- [CONSEGNE]:
• 1. Nel testo sulla piadina romagnola, in quale mese e anno la piadina ha ottenuto l'IGP?
• 2. Trascrivi fedelmente dal testo sulla piadina romagnola tutto ciò che va da "La piadina romagnola, che" fino a "verdi a Cesena.".
• 3. Prosegui il testo sulla piadina romagnola a partire dall'ultima frase riportata.

- [BRANO]:
== == ==

Non ho mai abbandonato il progetto di esportare la piadina romagnola e sono profondamente convinta che Samuele Bersani abbia scritto la canzone perché mi conosceva bene.
La piadina romagnola, che nel novembre 2014 ha finalmente ottenuto la IGP, indicazione geografica protetta, non potrà essere venduta con questa denominazione se non prodotta sul territorio in cui nasce. Ci sono delibere comunali anche per i chioschi delle piadine, a righe bianche e azzurre a Cervia e Cesenatico, a righe bianche e rosse a Forlì, bianche e verdi a Cesena.
Se potessi giocare con voi, vi metterei una benda davanti agli occhi e vi inviterei in un fantastico tour a indovinare le città romagnole a morsi di piadina, che diventa piada, pìda, pié oppure carson, casson, crescione e calzone, cambiando spessore e ingredienti a seconda della posizione geografica. Perché, boia d’un mönd lêdar, non c’è verso che ce ne sia una uguale all’altra! Pronti?
Partiamo da una piadina dal diametro di venti centimetri, spessore di circa 1 cm, una piadina che chiede parecchio vino per essere “mandata giù”. Che la si mangi con il prosciutto o con il salame, dopo pochissino ecco il mappazzone. La sentite bella spessa e pesantina, potete spezzarla ma non si piega. Siamo a Faenza. Qui la piadina è tosta, poco strutto, poca acqua a impastare e il morso deciso.

== == ==

- [DATI FORNITI]:
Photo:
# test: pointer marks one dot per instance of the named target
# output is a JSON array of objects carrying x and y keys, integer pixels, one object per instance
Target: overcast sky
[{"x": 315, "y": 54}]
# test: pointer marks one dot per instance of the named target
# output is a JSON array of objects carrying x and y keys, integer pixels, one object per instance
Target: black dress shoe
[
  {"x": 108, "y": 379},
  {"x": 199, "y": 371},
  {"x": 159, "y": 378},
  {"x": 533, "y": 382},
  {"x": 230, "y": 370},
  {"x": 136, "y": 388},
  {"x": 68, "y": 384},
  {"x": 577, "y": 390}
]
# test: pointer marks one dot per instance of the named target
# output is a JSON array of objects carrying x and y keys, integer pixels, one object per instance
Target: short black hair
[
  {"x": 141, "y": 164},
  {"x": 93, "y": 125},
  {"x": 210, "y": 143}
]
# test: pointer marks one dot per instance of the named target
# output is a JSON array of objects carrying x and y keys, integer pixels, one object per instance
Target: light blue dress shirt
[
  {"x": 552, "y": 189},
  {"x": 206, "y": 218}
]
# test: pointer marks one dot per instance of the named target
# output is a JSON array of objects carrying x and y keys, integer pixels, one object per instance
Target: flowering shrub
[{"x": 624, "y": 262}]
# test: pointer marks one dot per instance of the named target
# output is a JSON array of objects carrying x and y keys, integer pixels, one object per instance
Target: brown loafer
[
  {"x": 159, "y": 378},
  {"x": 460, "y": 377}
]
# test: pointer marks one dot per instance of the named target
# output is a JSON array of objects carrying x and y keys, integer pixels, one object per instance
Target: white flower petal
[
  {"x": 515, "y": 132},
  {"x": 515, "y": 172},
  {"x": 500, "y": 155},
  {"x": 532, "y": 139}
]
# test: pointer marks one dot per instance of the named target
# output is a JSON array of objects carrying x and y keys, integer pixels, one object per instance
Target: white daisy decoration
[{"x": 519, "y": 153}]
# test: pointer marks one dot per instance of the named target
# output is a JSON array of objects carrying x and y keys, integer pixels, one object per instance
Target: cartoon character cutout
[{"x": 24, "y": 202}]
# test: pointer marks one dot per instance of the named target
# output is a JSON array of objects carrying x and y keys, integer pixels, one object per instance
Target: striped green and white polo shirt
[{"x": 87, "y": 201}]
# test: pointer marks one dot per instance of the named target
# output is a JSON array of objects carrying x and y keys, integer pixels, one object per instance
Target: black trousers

== == ==

- [SOLUZIONI]:
• 1. Nel novembre 2014.

• 2.
La piadina romagnola, che nel novembre 2014 ha finalmente ottenuto la IGP, indicazione geografica protetta, non potrà essere venduta con questa denominazione se non prodotta sul territorio in cui nasce. Ci sono delibere comunali anche per i chioschi delle piadine, a righe bianche e azzurre a Cervia e Cesenatico, a righe bianche e rosse a Forlì, bianche e verdi a Cesena.

• 3.
Ci spostiamo verso una piada più sottile, ma non sottilissima, morbida, perfetta per avvolgere la salsiccia e raccogliere tutto il sugo che rilascia appena cotta.
È leggermente più grande e decisamente più malleabile. Siamo a Cesena. Fermatevi in uno qualsiasi dei chioschi che trovate disseminati e ordinate una salsiccia e cipolla e non sbagliate!
Adesso vi metto fra le mani una piada sottile sottile, grande come un disco 33 giri, quasi sfogliata per quanto friabile, accoglie il prosciutto come una coperta il lenzuolo, lo squacquerone e la rucola come un rito. Siamo a Rimini, o a Riccione che preferisco. È qui la mia piada del cuore.
la piada di Riccione
Insomma, non esiste “la” ricetta della piada, esistono le interpretazioni territoriali.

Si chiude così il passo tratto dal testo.